Stored data entries:
══════

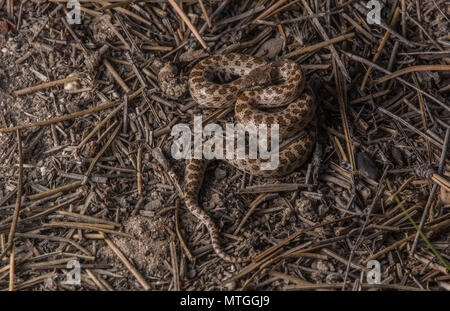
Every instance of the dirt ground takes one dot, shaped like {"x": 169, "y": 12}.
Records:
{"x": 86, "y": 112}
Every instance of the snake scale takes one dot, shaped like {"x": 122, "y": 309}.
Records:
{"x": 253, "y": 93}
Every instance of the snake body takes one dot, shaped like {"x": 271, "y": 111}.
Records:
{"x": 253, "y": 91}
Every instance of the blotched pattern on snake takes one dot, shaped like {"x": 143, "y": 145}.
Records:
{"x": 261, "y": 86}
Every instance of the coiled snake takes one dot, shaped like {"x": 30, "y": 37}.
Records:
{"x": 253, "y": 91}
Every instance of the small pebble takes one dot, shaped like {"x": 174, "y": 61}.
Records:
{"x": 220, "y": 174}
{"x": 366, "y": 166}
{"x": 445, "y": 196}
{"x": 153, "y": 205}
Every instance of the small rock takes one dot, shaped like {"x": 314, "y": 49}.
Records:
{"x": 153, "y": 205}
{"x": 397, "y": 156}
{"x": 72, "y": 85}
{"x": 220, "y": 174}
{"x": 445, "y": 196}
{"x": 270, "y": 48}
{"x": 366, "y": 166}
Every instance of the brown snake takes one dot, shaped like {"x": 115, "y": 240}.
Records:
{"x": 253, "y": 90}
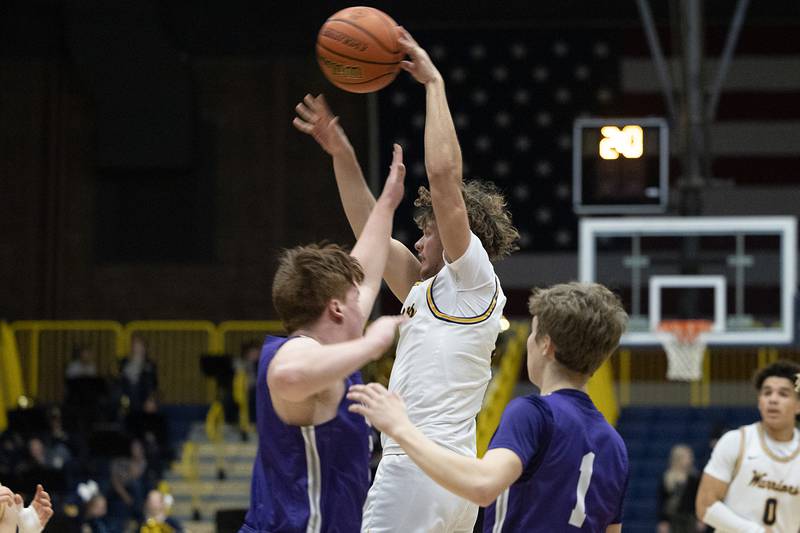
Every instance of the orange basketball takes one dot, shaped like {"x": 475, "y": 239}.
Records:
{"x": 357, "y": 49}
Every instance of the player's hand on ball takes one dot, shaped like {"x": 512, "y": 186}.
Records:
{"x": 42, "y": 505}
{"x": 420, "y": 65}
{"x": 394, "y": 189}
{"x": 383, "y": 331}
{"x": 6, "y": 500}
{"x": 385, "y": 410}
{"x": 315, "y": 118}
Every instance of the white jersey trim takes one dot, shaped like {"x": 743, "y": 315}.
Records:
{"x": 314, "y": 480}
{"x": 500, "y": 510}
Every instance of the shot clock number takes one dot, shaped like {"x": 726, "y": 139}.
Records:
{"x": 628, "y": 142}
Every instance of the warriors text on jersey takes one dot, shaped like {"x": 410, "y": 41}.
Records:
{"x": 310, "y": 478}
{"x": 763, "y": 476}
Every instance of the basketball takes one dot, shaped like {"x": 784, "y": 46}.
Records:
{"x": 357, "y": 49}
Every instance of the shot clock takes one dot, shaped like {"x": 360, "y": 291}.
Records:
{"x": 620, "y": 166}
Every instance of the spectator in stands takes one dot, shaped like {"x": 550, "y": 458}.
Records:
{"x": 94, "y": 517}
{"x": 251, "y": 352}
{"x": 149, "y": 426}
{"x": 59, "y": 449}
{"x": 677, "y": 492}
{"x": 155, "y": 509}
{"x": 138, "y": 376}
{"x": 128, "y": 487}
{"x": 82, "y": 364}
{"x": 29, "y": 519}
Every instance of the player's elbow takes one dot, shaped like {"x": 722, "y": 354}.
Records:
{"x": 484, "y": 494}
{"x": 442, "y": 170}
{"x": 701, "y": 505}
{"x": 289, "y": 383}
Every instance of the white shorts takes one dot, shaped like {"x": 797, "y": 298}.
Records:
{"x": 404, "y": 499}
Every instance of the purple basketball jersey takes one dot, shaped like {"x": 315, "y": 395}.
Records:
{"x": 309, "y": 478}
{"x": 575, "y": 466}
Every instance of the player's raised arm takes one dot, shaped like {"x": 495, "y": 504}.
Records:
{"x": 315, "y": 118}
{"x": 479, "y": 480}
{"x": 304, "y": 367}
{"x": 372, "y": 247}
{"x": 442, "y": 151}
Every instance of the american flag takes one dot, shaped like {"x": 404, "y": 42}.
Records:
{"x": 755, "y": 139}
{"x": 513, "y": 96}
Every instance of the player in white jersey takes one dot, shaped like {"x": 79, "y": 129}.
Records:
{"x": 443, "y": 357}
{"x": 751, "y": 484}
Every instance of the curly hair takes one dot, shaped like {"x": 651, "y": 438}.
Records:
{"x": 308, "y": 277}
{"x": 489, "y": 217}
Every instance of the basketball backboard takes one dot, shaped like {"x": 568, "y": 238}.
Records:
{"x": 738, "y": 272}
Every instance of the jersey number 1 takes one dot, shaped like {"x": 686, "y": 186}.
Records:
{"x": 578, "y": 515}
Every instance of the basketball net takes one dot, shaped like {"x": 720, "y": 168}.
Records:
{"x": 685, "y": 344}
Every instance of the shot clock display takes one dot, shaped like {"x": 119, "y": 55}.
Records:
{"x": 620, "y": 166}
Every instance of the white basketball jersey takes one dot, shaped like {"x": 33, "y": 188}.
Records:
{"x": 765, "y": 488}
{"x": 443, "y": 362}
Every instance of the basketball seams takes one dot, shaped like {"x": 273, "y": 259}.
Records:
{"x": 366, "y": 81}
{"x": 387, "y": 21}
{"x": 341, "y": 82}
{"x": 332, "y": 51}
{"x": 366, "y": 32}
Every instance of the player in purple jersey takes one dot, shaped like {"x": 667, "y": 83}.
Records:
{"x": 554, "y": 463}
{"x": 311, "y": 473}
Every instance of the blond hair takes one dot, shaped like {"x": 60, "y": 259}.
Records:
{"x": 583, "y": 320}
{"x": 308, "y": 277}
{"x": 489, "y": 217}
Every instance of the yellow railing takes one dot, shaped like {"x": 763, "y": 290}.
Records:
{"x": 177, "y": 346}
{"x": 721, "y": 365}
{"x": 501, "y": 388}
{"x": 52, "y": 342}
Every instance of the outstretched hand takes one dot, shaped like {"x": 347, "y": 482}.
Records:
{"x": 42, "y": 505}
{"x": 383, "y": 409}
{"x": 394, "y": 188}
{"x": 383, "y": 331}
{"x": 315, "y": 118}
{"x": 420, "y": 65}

══════

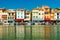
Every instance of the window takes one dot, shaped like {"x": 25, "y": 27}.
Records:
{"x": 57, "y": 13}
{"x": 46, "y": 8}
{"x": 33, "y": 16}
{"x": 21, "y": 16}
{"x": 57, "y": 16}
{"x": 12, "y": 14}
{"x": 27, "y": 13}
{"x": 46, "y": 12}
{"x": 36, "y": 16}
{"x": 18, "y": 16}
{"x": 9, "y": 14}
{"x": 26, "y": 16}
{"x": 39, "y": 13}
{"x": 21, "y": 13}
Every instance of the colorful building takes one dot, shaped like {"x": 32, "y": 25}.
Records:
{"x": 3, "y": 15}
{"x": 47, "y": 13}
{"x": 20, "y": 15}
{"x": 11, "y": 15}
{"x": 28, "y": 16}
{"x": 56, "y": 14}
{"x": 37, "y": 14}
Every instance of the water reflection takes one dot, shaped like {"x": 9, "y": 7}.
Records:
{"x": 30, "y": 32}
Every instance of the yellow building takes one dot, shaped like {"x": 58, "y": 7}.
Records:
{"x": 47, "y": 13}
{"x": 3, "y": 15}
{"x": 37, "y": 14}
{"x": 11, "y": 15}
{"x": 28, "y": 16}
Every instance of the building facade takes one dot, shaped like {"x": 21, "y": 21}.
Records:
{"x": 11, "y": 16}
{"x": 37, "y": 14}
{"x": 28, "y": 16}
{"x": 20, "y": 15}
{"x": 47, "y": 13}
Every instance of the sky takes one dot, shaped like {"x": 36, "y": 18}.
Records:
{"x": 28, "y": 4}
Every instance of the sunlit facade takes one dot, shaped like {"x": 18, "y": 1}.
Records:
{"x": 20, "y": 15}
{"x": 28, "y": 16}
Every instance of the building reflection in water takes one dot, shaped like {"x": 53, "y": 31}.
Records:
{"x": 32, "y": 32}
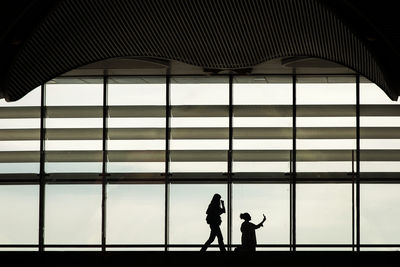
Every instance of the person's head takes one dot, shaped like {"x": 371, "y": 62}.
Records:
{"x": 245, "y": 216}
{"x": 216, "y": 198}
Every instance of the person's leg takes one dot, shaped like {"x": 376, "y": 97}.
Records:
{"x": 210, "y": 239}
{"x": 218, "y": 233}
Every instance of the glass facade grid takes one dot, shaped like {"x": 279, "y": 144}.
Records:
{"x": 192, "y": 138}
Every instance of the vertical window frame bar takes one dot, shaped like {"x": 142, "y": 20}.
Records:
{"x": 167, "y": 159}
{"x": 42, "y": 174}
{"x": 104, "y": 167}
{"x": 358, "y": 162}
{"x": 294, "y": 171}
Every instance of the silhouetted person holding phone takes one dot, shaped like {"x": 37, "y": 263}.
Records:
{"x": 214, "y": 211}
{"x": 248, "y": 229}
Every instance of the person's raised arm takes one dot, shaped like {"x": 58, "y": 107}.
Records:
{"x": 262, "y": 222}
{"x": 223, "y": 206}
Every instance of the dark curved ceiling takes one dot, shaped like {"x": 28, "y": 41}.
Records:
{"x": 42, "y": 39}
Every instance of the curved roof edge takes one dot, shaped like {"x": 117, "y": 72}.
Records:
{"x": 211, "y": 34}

══════

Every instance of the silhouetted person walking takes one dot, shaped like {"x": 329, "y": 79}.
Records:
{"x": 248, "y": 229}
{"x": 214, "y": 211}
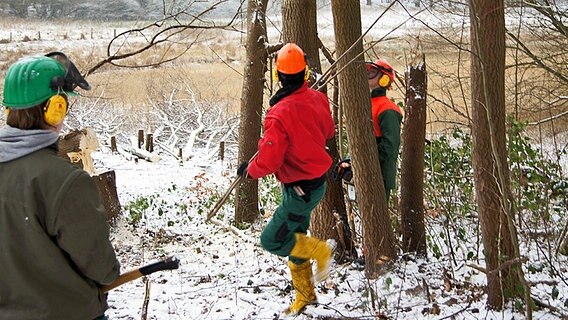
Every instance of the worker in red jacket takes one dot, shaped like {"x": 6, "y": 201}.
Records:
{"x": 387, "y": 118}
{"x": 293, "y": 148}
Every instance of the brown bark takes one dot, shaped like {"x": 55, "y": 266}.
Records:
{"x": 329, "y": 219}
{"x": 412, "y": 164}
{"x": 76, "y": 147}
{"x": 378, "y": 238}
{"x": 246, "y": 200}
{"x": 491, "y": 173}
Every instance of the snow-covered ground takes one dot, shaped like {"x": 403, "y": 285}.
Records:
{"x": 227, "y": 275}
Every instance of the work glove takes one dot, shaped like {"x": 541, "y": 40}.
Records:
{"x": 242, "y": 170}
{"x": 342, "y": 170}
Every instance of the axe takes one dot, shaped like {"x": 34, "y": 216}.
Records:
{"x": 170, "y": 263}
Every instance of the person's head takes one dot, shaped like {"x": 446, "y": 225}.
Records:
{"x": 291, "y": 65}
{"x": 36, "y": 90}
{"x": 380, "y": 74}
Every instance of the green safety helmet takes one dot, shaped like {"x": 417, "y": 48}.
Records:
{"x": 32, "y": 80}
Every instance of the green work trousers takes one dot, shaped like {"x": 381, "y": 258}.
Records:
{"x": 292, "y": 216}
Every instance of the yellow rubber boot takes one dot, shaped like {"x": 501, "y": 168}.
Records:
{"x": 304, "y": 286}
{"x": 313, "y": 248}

══════

DESCRIPTION OF THE TASK:
Count up the lines of the data that include "hand". Reply with a number only.

SOLUTION BELOW:
2